- Excerpt to read:
──────────

The application is based on the following grounds:
1). That the Suit herein has been instituted in the name of the Plaintiff Company without its authority.
2). That the Plaintiff is a limited liability Company and the 4th, 5th & 6th Defendants / applicants are directors of the Company.
3). That the Suit was instituted by one person, one KIPRONO KOSGEI who is also a director without a resolution to allow the said director to do so.
4). That without the authority of the Company through the directors who include the applicants herein, this Suit is defective ab initio and should be struck out.
5). That the suit is self defeating as the directors sued are still in office and cannot be sued in the names of the Company at the instance of one single director who is dissatisfied with the affairs of the Company.
6). That the Orders sought are in vain as they cannot be enforced by the directors who have been sued as Defendants.
7). That the whole suit is defeating and particularly paragraph 14 and 15 of the Plaint.
The application is supported by the annexed affidavit of Sylvester Biwott who claims to be one of the directors of the Company. The application is opposed by the Plaintiff which filed a Replying Affidavit sworn by one Kipsondun Arap Kuto who claims to be a Secretary of the Directors of the Plaintiff.

──────────

- Provided data:
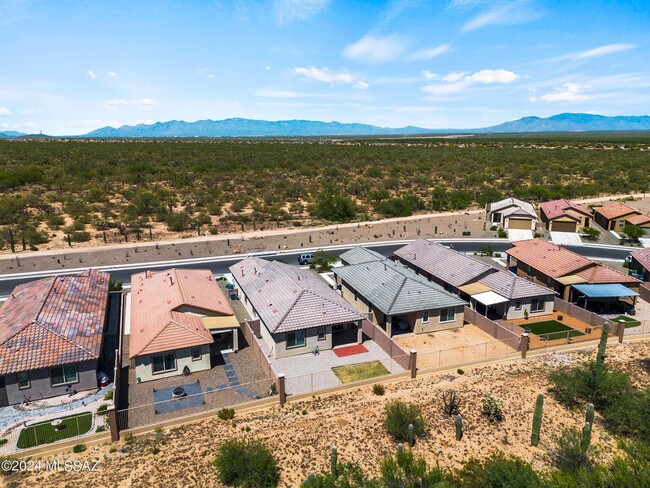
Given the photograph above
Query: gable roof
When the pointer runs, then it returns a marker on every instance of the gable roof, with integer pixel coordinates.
(561, 208)
(614, 210)
(394, 289)
(53, 321)
(287, 298)
(157, 324)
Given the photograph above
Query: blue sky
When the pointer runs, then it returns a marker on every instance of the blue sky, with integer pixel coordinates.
(72, 66)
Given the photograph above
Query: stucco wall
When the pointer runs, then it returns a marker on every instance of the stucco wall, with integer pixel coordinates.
(144, 367)
(40, 384)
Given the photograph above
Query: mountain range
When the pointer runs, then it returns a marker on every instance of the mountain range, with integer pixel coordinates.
(567, 122)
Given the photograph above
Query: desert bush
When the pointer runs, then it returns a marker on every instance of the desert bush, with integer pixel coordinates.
(247, 463)
(397, 417)
(493, 408)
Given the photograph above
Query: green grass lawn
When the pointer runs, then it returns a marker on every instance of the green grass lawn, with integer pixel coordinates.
(360, 371)
(629, 321)
(552, 328)
(44, 433)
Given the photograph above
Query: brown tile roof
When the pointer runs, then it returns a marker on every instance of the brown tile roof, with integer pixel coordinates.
(549, 259)
(559, 208)
(158, 321)
(53, 321)
(288, 298)
(614, 210)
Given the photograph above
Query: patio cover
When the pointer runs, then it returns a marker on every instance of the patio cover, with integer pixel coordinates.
(488, 298)
(609, 290)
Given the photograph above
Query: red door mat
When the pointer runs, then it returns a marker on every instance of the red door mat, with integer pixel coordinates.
(350, 350)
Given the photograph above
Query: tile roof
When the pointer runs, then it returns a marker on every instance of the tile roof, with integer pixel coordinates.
(288, 298)
(53, 321)
(158, 321)
(643, 257)
(446, 264)
(394, 289)
(546, 257)
(560, 208)
(614, 210)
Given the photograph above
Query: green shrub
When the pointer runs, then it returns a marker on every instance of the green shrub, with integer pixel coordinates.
(397, 417)
(226, 414)
(246, 463)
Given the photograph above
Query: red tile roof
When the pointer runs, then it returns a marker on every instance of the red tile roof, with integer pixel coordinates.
(53, 321)
(559, 208)
(158, 321)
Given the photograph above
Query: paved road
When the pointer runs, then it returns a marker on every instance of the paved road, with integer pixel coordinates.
(222, 265)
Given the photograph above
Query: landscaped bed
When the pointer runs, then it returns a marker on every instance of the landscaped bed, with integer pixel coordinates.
(629, 321)
(360, 371)
(45, 432)
(551, 329)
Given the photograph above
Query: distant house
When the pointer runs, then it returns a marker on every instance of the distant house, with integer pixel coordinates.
(565, 271)
(511, 213)
(296, 309)
(491, 291)
(564, 216)
(396, 296)
(174, 314)
(640, 262)
(51, 333)
(616, 215)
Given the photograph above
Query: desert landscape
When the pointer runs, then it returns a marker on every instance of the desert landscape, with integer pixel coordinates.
(302, 433)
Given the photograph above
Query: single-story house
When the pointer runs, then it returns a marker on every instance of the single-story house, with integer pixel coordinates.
(297, 310)
(640, 262)
(616, 215)
(560, 269)
(564, 216)
(174, 314)
(396, 296)
(511, 213)
(490, 291)
(51, 333)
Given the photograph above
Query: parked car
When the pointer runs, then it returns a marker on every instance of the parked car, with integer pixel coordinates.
(305, 259)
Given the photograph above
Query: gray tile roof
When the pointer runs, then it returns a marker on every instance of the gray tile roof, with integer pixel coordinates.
(446, 264)
(394, 289)
(288, 298)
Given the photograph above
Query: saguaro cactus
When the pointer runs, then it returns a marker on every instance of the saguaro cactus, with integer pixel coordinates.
(586, 437)
(537, 419)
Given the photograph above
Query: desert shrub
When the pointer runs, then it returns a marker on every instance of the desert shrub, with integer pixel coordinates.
(406, 469)
(493, 408)
(497, 471)
(77, 448)
(226, 414)
(247, 463)
(397, 417)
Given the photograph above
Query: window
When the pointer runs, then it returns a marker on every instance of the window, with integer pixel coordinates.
(447, 315)
(295, 339)
(63, 375)
(537, 305)
(196, 354)
(164, 363)
(23, 381)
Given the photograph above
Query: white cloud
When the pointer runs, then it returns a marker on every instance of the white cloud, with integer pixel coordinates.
(431, 53)
(289, 10)
(376, 50)
(569, 92)
(509, 13)
(144, 104)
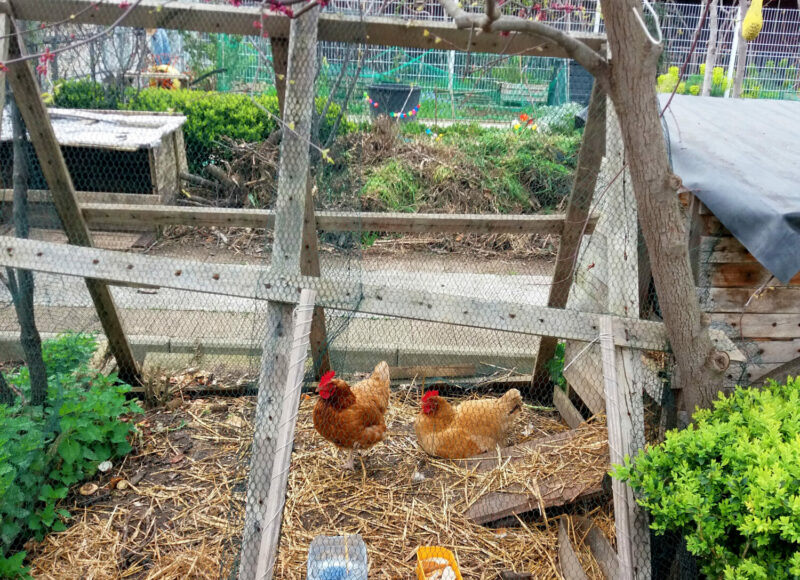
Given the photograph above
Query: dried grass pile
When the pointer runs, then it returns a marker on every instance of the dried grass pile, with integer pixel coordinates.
(179, 513)
(405, 499)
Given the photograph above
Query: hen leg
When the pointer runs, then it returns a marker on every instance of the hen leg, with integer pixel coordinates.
(348, 465)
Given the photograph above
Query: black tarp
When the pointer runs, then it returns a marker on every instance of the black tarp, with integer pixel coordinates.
(741, 158)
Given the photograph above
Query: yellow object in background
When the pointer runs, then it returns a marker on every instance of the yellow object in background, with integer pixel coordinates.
(165, 83)
(427, 555)
(753, 21)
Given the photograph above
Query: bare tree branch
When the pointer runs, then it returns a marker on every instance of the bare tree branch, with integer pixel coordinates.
(492, 14)
(577, 50)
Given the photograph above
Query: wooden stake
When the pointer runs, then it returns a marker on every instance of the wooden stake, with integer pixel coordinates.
(580, 199)
(54, 168)
(309, 254)
(302, 317)
(625, 419)
(5, 30)
(262, 526)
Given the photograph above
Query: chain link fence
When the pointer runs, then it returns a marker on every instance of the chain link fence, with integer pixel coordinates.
(470, 288)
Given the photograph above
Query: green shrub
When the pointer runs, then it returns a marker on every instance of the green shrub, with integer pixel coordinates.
(86, 94)
(210, 116)
(731, 484)
(43, 454)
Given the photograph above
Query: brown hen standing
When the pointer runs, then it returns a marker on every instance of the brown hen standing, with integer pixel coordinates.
(352, 417)
(469, 429)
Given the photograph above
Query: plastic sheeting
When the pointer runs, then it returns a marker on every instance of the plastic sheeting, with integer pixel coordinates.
(741, 158)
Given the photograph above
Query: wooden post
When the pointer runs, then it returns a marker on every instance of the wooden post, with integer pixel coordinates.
(268, 550)
(589, 159)
(280, 62)
(309, 256)
(54, 168)
(5, 30)
(286, 259)
(625, 420)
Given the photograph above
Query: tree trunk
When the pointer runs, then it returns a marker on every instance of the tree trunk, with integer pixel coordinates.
(711, 54)
(741, 55)
(22, 280)
(633, 68)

──────────

- What you need to do:
Answer from the text above about the application's grounds:
(a) Which person instituted the suit?
(b) Whose affidavit supports the application?
(c) Who swore the Replying Affidavit?

- Problem solution:
(a) KIPRONO KOSGEI, who is also a director
(b) Sylvester Biwott
(c) Kipsondun Arap Kuto